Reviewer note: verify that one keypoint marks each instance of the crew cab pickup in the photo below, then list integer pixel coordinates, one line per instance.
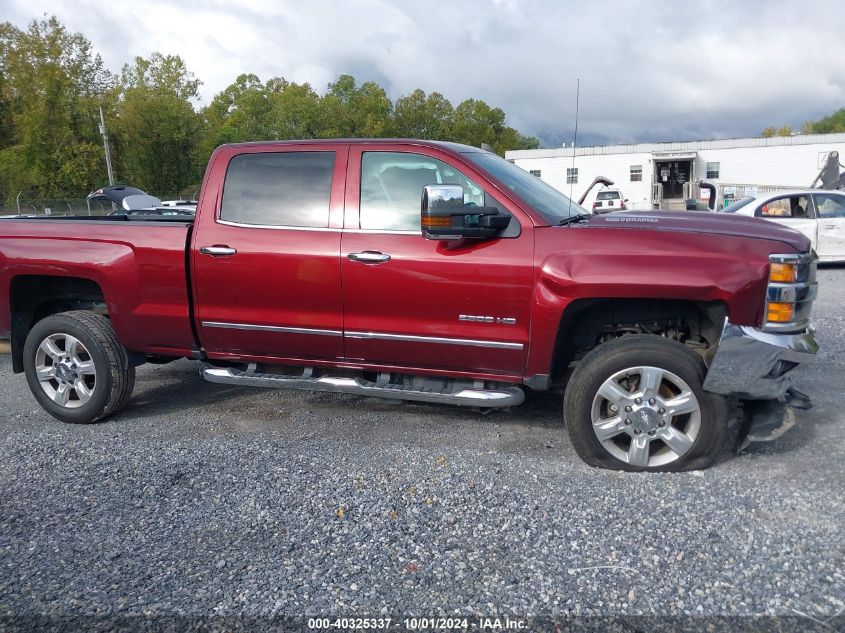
(423, 271)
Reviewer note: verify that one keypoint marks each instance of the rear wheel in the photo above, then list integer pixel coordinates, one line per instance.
(637, 403)
(76, 368)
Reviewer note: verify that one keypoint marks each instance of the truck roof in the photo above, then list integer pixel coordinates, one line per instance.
(455, 147)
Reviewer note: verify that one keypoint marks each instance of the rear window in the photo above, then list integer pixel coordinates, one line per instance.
(278, 189)
(608, 195)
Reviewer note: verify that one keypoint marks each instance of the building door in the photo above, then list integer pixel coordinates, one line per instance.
(673, 175)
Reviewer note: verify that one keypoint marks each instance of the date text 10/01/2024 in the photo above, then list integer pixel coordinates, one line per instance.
(419, 623)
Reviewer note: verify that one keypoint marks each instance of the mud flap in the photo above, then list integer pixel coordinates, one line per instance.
(767, 420)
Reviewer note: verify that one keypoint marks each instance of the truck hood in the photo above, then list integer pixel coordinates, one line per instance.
(703, 222)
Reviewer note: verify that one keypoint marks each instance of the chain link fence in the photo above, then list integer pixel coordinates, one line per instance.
(26, 205)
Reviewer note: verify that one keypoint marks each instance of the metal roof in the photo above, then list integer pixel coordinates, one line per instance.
(679, 146)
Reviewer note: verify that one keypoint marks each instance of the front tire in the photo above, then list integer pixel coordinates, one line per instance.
(637, 403)
(76, 368)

| Work to be completed |
Please return the lines above exactly, with the pictures omitted.

| Solved exercise |
Reviewer note: verify that one keypoint marks each instance of the crew cab pickup in the photo below, then list integer pixel coordinates, one line per instance.
(423, 271)
Reviewer note: verify that one keypoint marks each instance of the rear wheel in the photo above, then list integer pixel coordinates, one line per instance.
(637, 403)
(76, 368)
Reviewer note: verify that one keypoint marks each instance of the truck roof in the photo above, then list integer pixel coordinates, one line per instance.
(455, 147)
Reviewer note: verify that one keypoint marks each instance of the rear window in the photo above, then list integer pixel coordinates, one line per instance.
(278, 189)
(608, 195)
Reviewer note: verify that one keypoint marks each instance of the building door in the photo above, then list integer pixel coordinates, one line per instance.
(673, 175)
Reviewer note: verify that one keypoint marks each instance of the date text 10/01/2024 in the photo above, then list integer pixel coordinates, one line per instance.
(419, 623)
Reviewer note: verify that one keypoint marks each instance of the mud flap in the photo above, then list integer pixel coordinates, one line per instance.
(767, 420)
Reviewer note: verify that one keypoint marks each instance of the truck hood in the photo above, then list integer pixel coordinates, one line per instance.
(703, 222)
Reviewer note: verify that one keypoint marks each instance of the chain link fence in the photo above, then list integer pixel coordinates, one line per instance.
(26, 205)
Reviewer note: verify that one keypoint marks each instance of the metal roof in the photo above, then list integer pixel coordinates, one line per instance.
(679, 146)
Reviewer note: verify that one keypoint marks each instance of the front tire in the photo above, then list integer pixel coordinates, one line per instance.
(637, 403)
(76, 368)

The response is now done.